Look for the word "camouflage" in the data below, and copy every line that holds it.

• SUPPLIED ENTRIES
· · · · ·

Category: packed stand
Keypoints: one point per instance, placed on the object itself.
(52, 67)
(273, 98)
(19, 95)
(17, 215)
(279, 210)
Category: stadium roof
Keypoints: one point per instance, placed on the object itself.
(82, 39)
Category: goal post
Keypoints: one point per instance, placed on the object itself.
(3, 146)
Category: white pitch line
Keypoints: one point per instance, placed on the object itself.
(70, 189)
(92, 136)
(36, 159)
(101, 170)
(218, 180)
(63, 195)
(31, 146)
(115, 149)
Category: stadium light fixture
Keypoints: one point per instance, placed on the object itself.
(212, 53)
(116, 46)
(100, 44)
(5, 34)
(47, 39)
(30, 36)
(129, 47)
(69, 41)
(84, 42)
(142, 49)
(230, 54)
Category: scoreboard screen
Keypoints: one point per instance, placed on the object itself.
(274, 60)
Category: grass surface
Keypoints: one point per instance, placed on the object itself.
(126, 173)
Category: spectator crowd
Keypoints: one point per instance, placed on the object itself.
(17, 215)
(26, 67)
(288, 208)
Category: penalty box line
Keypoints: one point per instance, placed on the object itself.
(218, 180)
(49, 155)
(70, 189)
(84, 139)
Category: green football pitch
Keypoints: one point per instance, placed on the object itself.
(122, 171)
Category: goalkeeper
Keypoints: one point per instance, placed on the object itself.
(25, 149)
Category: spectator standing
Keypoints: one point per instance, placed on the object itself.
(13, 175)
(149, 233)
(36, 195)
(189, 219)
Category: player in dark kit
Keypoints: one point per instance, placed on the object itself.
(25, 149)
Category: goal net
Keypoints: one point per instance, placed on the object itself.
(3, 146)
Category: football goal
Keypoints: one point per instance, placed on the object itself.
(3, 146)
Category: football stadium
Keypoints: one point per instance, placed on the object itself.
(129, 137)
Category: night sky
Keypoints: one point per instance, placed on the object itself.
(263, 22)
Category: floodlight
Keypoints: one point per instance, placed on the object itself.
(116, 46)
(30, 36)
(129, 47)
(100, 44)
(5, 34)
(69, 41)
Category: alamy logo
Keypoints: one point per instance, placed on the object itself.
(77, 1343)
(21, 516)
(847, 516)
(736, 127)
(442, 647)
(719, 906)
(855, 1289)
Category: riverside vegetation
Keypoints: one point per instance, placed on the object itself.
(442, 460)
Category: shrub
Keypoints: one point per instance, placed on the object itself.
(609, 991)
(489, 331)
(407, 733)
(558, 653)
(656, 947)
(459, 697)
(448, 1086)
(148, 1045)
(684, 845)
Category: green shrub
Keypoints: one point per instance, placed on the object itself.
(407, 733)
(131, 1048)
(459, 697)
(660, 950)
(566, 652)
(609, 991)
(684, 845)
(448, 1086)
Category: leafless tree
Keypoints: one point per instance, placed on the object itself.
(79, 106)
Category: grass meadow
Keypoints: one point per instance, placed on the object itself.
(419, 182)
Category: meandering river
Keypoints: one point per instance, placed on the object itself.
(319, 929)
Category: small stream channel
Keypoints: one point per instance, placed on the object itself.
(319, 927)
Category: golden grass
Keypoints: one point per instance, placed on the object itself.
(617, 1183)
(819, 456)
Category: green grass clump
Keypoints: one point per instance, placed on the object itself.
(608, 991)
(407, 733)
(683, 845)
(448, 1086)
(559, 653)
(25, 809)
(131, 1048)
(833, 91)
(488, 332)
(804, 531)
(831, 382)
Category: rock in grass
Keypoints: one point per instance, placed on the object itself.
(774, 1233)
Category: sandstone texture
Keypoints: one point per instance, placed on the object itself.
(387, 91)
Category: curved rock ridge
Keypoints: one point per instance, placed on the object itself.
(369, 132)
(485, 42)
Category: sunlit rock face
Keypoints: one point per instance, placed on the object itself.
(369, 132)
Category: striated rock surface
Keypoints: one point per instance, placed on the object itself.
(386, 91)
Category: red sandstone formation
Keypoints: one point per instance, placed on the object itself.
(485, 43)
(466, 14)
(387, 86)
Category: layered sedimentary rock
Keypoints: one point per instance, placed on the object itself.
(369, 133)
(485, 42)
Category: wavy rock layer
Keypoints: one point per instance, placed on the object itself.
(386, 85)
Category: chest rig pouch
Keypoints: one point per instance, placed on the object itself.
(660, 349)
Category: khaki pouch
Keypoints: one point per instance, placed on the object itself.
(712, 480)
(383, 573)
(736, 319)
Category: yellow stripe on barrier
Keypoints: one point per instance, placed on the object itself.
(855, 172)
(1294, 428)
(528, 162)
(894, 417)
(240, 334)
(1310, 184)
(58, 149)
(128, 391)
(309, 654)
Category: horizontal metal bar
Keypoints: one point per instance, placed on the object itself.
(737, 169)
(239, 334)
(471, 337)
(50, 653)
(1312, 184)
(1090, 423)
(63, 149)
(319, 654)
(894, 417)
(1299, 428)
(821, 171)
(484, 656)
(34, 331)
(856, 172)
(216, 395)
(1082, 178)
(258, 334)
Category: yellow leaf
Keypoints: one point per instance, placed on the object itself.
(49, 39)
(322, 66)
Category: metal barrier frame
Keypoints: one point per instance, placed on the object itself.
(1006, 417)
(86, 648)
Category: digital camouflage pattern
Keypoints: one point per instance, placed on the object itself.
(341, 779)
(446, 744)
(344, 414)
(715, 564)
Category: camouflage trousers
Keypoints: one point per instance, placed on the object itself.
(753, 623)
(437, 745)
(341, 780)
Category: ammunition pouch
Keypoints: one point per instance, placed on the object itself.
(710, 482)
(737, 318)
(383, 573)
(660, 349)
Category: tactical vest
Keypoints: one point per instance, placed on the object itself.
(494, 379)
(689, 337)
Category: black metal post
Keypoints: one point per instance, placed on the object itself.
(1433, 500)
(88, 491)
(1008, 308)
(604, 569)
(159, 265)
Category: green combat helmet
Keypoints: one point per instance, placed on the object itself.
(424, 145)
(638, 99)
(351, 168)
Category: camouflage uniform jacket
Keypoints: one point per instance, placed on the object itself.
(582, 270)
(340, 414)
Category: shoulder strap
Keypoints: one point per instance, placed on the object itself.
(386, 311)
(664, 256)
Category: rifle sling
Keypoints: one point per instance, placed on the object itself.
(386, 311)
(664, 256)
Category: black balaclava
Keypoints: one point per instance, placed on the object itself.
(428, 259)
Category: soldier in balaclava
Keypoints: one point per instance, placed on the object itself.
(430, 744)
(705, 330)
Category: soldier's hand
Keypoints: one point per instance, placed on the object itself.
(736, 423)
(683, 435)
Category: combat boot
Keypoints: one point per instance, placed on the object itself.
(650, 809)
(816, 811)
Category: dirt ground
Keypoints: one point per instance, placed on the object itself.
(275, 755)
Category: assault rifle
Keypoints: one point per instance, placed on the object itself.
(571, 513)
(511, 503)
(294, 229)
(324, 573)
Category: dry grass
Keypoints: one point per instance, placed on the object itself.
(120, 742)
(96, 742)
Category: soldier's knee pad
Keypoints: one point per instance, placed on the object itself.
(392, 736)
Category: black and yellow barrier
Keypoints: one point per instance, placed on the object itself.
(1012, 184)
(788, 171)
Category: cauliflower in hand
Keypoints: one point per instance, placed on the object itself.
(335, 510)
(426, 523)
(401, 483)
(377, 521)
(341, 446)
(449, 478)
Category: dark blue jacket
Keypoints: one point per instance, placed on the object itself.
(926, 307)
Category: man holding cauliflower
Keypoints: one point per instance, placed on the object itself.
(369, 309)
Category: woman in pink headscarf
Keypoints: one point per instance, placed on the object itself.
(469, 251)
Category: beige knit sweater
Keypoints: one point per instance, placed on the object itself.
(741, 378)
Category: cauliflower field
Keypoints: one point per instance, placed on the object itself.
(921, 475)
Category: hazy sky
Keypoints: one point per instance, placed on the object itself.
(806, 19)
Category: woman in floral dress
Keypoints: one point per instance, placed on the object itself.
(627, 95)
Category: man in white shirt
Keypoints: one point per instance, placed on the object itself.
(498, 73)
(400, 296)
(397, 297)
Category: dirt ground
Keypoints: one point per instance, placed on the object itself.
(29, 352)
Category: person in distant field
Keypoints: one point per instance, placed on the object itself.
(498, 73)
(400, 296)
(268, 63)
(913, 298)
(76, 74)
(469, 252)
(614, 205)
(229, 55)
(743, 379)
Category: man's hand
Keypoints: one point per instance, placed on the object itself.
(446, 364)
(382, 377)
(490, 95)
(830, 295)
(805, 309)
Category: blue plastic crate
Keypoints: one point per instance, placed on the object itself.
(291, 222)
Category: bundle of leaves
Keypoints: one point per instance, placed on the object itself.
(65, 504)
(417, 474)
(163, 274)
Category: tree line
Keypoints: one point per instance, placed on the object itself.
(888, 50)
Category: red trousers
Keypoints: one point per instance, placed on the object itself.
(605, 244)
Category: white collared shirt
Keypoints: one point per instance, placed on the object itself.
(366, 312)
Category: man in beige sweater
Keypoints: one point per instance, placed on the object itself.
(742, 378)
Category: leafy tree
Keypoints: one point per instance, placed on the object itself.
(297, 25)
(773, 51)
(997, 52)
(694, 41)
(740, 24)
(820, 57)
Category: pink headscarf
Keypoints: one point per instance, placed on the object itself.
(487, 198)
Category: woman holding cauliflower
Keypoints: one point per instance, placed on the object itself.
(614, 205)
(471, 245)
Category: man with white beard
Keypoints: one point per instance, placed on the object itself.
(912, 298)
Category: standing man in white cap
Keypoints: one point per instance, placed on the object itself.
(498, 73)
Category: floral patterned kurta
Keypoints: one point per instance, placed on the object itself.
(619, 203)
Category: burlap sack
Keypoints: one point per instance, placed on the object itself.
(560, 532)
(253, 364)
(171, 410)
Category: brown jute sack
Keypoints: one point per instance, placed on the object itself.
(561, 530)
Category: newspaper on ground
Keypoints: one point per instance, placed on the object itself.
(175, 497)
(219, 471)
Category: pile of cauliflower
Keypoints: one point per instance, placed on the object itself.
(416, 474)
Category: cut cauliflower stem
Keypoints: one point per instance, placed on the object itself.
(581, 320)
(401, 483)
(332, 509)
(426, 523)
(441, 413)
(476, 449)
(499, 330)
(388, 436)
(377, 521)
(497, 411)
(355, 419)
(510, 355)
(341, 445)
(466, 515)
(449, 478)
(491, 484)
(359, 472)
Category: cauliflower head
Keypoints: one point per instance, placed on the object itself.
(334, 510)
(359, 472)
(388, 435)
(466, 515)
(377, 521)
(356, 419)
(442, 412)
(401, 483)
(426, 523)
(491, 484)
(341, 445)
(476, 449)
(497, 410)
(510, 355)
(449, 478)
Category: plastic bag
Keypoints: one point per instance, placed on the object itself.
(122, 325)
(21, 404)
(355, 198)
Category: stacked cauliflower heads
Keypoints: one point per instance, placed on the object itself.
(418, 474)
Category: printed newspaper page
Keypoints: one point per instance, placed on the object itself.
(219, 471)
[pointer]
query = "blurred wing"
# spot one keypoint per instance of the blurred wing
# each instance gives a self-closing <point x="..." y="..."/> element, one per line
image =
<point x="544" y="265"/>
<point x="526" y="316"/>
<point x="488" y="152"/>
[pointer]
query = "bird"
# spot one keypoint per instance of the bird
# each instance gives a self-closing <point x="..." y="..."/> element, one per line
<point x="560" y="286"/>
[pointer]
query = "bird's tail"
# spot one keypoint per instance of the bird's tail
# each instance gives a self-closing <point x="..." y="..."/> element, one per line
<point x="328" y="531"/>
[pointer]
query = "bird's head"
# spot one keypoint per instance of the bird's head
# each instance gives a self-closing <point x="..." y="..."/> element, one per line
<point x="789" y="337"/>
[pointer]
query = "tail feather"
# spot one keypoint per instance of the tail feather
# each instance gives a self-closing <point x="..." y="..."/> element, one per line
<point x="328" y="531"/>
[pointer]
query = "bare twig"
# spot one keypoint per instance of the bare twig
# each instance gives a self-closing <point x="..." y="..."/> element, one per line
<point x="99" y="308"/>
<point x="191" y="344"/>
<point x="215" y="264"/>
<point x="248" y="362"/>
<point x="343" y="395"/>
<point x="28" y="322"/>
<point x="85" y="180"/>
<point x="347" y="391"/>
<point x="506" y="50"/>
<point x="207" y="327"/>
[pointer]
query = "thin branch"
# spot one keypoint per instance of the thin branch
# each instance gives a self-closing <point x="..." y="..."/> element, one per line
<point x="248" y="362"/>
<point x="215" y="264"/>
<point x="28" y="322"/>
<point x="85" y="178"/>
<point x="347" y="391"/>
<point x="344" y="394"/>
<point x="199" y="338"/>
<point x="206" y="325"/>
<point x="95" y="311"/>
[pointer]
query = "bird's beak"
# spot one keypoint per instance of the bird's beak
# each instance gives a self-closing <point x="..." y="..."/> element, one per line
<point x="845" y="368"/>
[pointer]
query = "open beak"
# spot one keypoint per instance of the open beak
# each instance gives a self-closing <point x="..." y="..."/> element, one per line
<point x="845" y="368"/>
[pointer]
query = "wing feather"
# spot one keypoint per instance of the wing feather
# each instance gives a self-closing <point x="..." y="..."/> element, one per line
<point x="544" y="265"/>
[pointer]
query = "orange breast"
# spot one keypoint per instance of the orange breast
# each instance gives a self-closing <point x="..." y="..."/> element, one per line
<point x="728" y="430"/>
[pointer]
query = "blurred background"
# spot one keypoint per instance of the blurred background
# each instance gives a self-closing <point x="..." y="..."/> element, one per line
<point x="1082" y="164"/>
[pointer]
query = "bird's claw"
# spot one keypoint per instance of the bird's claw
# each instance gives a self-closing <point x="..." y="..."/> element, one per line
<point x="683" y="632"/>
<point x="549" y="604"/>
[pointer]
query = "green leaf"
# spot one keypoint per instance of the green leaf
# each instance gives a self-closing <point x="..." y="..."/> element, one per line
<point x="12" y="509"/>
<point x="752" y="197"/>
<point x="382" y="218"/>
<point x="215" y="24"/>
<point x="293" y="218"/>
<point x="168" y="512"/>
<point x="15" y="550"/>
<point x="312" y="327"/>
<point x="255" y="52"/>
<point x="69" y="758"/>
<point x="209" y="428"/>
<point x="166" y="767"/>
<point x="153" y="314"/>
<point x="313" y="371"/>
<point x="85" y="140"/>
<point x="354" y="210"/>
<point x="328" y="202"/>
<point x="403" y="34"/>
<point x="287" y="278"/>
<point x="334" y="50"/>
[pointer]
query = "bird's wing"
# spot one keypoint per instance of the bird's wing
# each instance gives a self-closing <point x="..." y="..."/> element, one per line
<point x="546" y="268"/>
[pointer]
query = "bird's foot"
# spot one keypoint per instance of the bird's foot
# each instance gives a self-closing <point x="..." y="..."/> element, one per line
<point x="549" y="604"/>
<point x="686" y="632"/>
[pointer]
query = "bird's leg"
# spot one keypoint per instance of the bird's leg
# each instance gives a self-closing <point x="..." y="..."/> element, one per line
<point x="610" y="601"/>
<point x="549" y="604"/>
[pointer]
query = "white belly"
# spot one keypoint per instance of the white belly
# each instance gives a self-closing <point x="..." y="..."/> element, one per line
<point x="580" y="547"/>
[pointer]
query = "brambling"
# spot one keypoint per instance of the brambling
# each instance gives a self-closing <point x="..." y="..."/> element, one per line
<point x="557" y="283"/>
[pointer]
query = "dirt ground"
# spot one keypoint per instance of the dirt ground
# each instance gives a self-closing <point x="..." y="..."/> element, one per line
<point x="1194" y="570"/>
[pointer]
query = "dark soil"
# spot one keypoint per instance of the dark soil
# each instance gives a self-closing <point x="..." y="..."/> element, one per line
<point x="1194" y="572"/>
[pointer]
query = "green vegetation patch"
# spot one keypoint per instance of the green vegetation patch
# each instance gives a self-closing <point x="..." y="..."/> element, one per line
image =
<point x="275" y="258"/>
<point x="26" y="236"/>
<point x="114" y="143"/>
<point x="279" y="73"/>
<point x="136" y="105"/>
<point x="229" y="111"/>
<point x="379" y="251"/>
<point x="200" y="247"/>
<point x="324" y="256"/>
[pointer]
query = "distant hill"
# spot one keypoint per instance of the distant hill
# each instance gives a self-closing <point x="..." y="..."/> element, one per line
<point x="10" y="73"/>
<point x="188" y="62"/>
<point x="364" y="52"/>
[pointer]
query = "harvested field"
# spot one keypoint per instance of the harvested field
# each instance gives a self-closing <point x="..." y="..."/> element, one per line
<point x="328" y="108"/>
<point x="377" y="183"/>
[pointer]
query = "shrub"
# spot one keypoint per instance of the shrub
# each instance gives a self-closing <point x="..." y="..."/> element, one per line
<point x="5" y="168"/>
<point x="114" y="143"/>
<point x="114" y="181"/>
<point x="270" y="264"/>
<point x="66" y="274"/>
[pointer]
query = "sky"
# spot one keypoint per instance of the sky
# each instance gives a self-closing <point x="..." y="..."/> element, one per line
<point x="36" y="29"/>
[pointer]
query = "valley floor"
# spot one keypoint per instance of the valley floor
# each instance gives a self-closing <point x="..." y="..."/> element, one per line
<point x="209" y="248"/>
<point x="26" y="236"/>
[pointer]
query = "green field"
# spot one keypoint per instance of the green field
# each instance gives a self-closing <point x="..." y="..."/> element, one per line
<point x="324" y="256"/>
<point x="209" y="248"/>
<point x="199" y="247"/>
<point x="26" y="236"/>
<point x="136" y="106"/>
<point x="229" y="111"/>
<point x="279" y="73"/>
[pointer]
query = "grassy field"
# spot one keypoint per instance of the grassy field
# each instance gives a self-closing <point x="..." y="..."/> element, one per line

· · · · ·

• TASK OUTPUT
Category: digital camouflage pattern
Category: camouflage trousers
Category: camouflage uniform jacket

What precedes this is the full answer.